**Task directions**: Every entry must appear in the answer exactly as it does here.

[Natural language region descriptions]
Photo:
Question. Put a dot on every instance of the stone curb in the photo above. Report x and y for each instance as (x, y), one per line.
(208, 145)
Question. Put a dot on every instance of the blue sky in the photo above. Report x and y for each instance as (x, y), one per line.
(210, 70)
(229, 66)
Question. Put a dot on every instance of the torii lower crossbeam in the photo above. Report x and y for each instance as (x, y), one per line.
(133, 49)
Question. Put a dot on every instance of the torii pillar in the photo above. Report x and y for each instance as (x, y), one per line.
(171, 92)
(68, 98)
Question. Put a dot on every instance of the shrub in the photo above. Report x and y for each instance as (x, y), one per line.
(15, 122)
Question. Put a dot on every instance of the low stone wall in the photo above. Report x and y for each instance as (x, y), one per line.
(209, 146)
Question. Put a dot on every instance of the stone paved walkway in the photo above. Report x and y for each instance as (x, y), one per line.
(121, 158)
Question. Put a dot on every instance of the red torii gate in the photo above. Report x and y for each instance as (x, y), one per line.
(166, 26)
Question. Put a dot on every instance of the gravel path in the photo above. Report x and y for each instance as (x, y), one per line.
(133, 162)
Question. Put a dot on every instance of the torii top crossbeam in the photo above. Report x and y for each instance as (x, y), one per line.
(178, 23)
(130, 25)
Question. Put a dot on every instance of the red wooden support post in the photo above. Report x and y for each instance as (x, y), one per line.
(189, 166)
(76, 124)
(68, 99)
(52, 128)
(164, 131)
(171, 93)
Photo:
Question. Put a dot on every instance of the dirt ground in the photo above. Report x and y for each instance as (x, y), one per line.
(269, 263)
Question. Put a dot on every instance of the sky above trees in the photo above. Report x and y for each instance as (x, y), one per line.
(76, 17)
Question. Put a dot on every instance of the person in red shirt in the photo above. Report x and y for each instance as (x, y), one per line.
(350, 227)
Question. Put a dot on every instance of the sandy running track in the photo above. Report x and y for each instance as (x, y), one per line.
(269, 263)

**Response area**:
Photo:
Question. Put a dot on every instance of the stone curb in the photo above. Report x and y for each instance as (x, y), one per line.
(208, 145)
Question. Put a dot on every instance of the blue sky in the photo above. Report x and y for each instance as (x, y), one per line.
(210, 70)
(229, 66)
Question. Put a dot on every instance of the torii lower crossbeam in the photo above. Report x and y for each instance as (x, y), one per line.
(133, 49)
Question. Put a dot on every instance of the torii pillar in the photo above. Report x and y for each instance as (x, y), one per line.
(171, 92)
(68, 98)
Question. Put a dot on every instance of the shrub in the photo above. Report x and y for each instance as (x, y), one per line.
(15, 122)
Question. Put a dot on every instance of the low stone wall in the photo above. Report x and y for each instance as (x, y), one per line.
(209, 146)
Question. Put a dot on every instance of the stone paved walkway in the photo above. Report x and y for each instance as (x, y), one per line.
(121, 158)
Question. Put a dot on every instance of the red torii gate in the photo above. Report x and y for each instance as (x, y), one per line.
(166, 26)
Question. Put a dot on every instance of the gravel path in the photo above. Report x and y for each instance as (x, y), one per line.
(133, 162)
Question. Put a dot on every instance of the torii top crossbeam in the photo above. Report x and y for each instance as (x, y), one per line.
(178, 23)
(130, 25)
Question. Put a dot on every instance of the red wooden support post in the photo above. Report x and y for each instance as (x, y), one per line.
(189, 166)
(76, 124)
(68, 99)
(52, 128)
(164, 131)
(171, 93)
Photo:
Question. Put a dot on every instance of the dirt ground in the photo above. Report x and y for each instance as (x, y), one per line.
(269, 263)
Question. Put a dot on every instance of the sky above trees in the photo above. Report x and y for each instance as (x, y), one per line.
(76, 17)
Question. Put a dot on every instance of the person in red shirt in the photo above. Report x and y for each instance as (x, y), one per line.
(350, 227)
Question. Put a dot on every instance of the sandy running track in the photo above. Report x and y for each instance as (x, y), one per line.
(269, 263)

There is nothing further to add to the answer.